Exercise details: Pull out every line below that contains the string "tower", and copy each one in full.

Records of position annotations
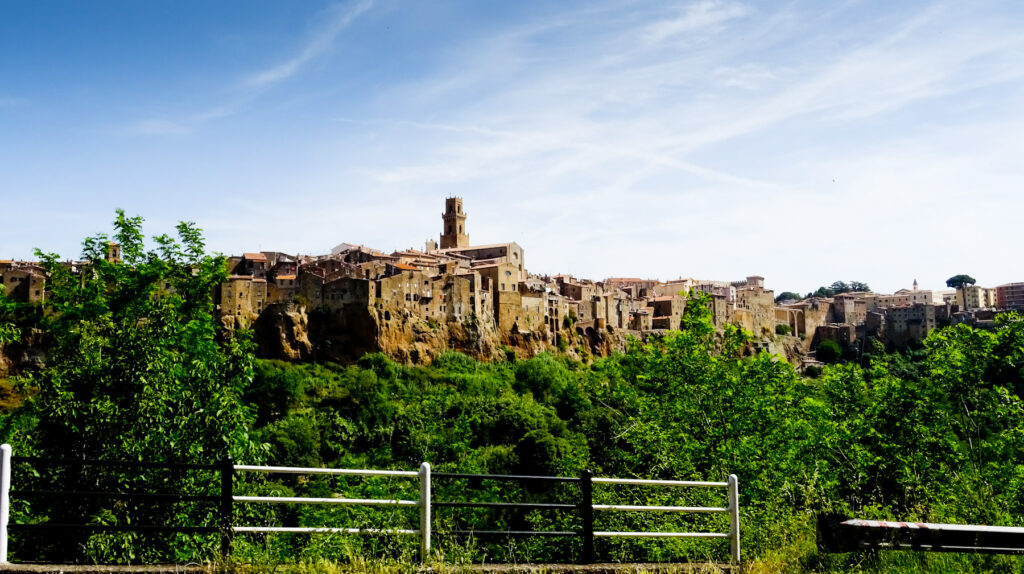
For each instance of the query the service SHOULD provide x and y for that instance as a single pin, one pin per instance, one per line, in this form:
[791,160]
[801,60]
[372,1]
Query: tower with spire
[454,233]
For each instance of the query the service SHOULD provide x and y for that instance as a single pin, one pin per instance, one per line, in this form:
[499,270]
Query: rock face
[292,333]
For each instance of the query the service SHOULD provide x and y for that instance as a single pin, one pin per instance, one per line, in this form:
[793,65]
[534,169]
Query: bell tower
[454,233]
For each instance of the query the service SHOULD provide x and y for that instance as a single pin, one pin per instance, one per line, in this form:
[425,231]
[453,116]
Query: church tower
[454,234]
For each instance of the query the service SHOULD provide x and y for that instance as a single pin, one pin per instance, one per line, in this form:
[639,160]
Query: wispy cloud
[158,127]
[337,19]
[332,23]
[705,16]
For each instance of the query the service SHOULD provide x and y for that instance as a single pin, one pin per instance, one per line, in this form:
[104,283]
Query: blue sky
[803,141]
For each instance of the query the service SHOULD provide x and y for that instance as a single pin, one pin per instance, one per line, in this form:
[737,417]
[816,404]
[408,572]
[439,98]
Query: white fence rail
[586,504]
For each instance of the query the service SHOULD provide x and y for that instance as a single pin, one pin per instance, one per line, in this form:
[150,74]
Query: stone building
[454,234]
[1010,297]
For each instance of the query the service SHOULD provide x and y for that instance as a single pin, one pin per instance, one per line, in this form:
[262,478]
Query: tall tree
[137,369]
[8,330]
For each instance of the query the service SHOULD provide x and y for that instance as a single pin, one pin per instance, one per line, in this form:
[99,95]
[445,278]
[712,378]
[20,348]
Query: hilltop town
[482,300]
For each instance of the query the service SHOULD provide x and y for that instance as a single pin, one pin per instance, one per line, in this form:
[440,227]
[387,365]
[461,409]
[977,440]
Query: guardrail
[582,504]
[841,534]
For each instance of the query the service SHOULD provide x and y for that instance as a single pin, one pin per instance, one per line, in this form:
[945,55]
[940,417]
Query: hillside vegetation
[139,372]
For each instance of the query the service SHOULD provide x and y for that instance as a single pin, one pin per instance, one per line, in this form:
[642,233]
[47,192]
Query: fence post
[226,499]
[733,519]
[4,499]
[587,514]
[424,512]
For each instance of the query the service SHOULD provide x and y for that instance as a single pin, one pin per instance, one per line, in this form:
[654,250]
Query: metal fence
[583,505]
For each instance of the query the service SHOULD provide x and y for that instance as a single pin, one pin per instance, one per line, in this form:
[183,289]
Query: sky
[805,141]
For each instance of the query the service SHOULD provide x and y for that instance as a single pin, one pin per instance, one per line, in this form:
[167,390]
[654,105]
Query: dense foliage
[936,437]
[839,288]
[136,369]
[140,370]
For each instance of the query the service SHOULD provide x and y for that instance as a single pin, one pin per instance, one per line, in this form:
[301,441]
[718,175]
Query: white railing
[425,505]
[424,502]
[732,493]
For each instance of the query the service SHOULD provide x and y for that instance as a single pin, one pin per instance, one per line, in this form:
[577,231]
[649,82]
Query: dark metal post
[226,498]
[587,513]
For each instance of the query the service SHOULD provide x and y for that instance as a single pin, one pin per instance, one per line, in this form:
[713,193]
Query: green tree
[8,329]
[961,282]
[787,296]
[137,369]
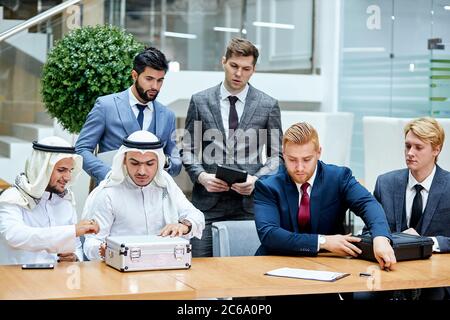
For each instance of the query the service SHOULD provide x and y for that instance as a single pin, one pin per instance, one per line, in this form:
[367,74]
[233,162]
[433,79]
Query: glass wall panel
[195,32]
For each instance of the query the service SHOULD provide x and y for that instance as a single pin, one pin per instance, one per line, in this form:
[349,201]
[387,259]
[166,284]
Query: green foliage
[87,63]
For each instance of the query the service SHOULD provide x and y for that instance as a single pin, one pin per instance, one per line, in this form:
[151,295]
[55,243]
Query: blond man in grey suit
[234,124]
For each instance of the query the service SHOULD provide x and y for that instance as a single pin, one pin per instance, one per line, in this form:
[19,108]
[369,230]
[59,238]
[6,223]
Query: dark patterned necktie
[233,118]
[416,211]
[140,117]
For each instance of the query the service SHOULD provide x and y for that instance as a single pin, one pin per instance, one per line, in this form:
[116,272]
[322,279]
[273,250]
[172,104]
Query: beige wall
[19,90]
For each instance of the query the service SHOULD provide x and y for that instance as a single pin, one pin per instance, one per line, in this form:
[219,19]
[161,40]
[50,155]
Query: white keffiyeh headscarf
[143,141]
[30,185]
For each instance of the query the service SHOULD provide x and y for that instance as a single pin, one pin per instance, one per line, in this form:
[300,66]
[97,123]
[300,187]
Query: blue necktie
[140,117]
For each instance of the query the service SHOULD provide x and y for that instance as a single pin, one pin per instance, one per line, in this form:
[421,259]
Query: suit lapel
[399,200]
[292,196]
[436,191]
[126,114]
[314,201]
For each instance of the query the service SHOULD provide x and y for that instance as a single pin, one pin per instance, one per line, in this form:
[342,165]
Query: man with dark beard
[118,115]
[38,221]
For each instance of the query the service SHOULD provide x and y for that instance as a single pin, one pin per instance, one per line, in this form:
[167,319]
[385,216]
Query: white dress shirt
[37,236]
[127,209]
[225,105]
[308,190]
[148,112]
[411,193]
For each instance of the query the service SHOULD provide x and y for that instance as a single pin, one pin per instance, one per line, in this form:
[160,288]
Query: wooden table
[244,276]
[217,277]
[88,280]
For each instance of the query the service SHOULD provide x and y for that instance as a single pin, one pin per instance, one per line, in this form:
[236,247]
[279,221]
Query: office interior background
[331,62]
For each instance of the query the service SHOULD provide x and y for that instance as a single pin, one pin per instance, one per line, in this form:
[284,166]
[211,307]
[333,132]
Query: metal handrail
[37,19]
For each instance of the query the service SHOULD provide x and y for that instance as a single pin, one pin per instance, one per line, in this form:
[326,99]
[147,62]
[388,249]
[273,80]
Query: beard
[144,94]
[53,189]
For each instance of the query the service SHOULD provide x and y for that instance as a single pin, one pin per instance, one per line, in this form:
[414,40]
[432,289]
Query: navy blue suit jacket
[334,191]
[110,120]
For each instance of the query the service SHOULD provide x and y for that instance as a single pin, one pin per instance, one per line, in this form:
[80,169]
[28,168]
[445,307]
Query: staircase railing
[37,19]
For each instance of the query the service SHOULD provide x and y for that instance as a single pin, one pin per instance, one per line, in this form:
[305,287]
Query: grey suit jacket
[205,144]
[390,191]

Task output:
Query: tower with spire
Query: bell tower
Query: church tower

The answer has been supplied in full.